----- PROVIDED DATA

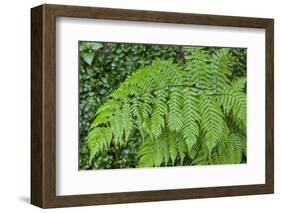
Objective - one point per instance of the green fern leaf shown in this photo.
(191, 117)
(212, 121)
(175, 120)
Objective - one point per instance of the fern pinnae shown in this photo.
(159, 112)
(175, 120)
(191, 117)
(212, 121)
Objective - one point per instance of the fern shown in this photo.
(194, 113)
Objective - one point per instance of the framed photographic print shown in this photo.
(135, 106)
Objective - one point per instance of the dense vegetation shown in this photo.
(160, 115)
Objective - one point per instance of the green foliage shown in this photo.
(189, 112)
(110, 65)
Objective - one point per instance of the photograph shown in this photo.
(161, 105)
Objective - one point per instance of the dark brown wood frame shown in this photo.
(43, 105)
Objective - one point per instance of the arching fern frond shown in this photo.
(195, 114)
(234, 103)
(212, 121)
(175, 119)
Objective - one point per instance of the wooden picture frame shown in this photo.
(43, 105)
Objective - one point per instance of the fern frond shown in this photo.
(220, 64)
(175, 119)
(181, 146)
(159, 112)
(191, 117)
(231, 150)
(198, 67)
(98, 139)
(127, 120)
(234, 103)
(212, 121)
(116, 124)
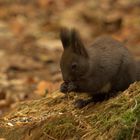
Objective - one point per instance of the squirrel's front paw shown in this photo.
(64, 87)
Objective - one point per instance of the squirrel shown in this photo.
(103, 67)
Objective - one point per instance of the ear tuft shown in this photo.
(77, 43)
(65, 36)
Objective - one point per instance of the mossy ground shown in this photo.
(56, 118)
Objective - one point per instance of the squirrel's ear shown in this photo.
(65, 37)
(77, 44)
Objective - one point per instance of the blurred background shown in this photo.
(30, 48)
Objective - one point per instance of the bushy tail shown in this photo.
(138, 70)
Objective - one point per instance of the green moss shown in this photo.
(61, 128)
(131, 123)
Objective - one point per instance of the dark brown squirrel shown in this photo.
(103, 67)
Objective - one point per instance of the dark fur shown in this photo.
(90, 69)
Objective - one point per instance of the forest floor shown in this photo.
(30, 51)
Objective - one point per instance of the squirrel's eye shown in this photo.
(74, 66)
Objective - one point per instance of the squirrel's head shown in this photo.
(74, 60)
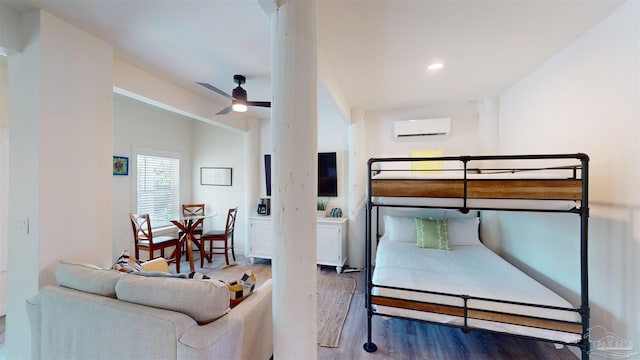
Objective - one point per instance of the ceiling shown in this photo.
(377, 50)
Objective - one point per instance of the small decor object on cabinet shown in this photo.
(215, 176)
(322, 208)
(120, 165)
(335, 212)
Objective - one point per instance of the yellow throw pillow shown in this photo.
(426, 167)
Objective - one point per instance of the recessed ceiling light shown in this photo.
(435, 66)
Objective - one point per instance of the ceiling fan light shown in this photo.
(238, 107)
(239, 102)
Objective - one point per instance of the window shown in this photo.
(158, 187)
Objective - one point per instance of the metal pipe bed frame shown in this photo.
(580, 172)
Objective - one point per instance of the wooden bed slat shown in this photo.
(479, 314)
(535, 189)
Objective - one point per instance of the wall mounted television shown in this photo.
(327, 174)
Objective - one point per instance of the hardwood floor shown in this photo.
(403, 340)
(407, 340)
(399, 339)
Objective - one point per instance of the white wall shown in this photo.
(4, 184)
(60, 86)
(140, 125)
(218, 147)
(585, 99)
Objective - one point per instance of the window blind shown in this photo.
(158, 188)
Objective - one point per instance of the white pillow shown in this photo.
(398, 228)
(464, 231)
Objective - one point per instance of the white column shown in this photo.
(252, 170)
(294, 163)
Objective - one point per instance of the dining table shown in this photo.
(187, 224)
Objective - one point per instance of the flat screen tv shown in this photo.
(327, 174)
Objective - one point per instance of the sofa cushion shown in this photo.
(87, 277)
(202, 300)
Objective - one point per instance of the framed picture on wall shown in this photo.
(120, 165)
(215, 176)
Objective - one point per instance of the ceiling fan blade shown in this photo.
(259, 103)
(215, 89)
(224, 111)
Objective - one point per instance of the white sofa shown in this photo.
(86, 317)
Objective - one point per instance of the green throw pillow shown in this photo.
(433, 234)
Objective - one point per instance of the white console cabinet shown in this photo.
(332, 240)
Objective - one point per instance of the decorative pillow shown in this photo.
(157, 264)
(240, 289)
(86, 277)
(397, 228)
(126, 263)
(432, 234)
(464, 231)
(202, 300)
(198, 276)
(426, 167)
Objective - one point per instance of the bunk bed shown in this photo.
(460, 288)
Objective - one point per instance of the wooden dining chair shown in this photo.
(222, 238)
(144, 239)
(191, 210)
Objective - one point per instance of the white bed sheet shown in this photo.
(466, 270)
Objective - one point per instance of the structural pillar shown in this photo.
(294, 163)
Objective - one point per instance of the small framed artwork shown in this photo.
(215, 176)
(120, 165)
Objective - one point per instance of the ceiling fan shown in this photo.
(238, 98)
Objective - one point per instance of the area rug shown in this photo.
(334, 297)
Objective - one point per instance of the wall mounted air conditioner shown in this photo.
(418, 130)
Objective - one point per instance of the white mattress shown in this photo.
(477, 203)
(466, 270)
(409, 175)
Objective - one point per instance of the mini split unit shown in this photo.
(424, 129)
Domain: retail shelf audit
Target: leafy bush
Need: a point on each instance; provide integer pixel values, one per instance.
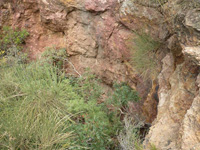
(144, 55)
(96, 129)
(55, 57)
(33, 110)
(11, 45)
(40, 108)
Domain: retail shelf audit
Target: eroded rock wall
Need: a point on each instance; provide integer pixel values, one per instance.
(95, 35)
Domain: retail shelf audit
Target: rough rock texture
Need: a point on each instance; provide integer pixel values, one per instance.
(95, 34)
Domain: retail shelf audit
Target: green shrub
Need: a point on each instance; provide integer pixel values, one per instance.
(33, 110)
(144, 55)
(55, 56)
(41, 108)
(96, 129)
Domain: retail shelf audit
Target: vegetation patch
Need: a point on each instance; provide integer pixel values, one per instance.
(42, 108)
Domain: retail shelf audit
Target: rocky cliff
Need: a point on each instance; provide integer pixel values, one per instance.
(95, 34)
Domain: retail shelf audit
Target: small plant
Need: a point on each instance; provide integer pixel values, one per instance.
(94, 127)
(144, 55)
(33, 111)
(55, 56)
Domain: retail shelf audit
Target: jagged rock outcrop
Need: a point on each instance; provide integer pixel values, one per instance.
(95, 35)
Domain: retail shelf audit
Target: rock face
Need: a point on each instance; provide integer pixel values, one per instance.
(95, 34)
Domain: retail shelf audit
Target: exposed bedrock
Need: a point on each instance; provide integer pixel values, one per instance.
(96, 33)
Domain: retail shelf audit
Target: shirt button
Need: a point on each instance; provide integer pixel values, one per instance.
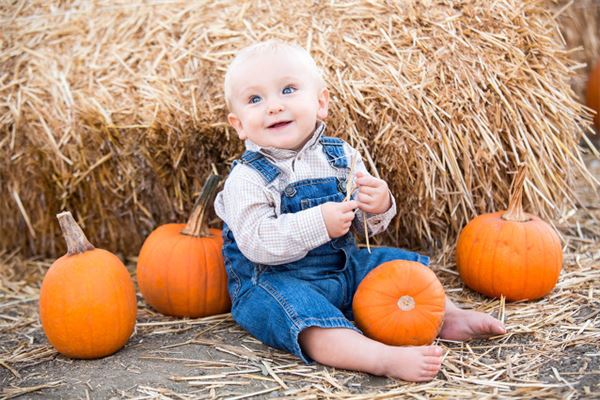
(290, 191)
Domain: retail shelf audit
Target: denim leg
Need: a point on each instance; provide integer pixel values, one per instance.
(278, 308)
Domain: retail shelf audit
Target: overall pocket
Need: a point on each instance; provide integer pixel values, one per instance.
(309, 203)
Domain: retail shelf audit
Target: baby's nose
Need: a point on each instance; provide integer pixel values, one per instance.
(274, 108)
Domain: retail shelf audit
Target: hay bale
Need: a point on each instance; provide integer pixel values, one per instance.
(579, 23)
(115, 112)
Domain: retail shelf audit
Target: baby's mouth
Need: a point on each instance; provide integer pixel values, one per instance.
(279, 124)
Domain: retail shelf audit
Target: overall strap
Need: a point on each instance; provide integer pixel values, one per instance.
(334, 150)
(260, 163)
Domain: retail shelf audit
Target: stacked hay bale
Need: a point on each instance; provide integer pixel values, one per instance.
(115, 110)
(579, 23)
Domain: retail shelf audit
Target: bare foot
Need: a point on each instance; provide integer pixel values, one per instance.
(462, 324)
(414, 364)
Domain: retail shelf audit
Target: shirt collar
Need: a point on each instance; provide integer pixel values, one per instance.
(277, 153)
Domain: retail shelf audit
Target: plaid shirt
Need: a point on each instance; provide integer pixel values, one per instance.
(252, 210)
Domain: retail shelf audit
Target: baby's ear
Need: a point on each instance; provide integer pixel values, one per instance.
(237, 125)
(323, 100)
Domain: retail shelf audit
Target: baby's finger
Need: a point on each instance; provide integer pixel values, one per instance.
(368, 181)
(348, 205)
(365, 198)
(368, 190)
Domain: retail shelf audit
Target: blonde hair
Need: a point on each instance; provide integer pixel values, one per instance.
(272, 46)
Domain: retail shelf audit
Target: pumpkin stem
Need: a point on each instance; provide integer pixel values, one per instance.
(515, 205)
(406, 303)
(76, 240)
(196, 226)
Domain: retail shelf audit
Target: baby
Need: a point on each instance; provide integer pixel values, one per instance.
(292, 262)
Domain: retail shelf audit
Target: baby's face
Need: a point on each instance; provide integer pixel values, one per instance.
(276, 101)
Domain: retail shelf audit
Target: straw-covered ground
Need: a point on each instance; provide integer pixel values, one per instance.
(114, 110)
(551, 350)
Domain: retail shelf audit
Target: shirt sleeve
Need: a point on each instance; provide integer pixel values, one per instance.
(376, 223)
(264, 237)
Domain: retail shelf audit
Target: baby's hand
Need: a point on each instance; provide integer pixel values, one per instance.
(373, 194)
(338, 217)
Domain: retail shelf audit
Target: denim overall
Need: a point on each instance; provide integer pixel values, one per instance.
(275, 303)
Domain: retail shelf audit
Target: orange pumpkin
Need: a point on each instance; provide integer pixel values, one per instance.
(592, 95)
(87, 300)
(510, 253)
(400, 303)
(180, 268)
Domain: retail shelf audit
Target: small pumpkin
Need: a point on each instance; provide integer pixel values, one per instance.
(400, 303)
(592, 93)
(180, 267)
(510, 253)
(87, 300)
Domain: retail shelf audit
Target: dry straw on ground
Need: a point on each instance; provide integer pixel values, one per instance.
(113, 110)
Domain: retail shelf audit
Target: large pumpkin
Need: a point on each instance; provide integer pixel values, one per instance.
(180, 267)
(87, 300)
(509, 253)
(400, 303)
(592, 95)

----------

Select each line in the entries above that contains the word "dining", and copy those lines.

Objective - one point per instance of the dining table shown in this photo.
Objective - one point per instance of the wooden dining chair shown in this photo.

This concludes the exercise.